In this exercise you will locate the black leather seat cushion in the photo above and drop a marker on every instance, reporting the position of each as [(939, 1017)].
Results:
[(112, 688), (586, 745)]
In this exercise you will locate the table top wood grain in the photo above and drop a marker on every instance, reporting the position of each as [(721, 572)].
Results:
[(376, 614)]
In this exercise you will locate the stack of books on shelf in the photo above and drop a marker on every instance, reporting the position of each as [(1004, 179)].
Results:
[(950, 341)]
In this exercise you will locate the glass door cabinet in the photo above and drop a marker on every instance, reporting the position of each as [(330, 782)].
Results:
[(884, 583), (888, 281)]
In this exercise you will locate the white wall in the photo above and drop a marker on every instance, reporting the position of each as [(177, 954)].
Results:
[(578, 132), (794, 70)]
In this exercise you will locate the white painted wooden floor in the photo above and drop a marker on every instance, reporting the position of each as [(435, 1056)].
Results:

----------------------------------------

▸ **YOUR INSTRUCTIONS**: Print every one of the lines above exactly as they appear.

▸ **FINISHED ANSWER**:
In this exercise you will locate the black leather seat cushion in the photo above and drop a marker on every instance, reporting the position of each as [(939, 1017)].
Results:
[(112, 688), (586, 745)]
In this exercise you will locate the table top wood grain in the photo above and drop a marker on every instance, reporting the position of each as [(721, 572)].
Results:
[(376, 614)]
In this exercise you will locate the stack of books on shelf in the photo above and drop a marker on every instance, reporting the position of each as [(1004, 179)].
Results:
[(950, 341)]
In this exercise you will locate the glass door cabinet in the photo above and drop a marker on every instance, reporting the position of each as [(330, 782)].
Results:
[(884, 583), (888, 281)]
In this exercise you will locate the white wall in the photo above and drop a marker on every instance, reporting the position of each as [(177, 954)].
Results:
[(578, 132), (794, 70)]
In this exercise you will locate the white painted wooden floor in the photo above and drop a marker on every instance, reporting the position of each as [(435, 1056)].
Results:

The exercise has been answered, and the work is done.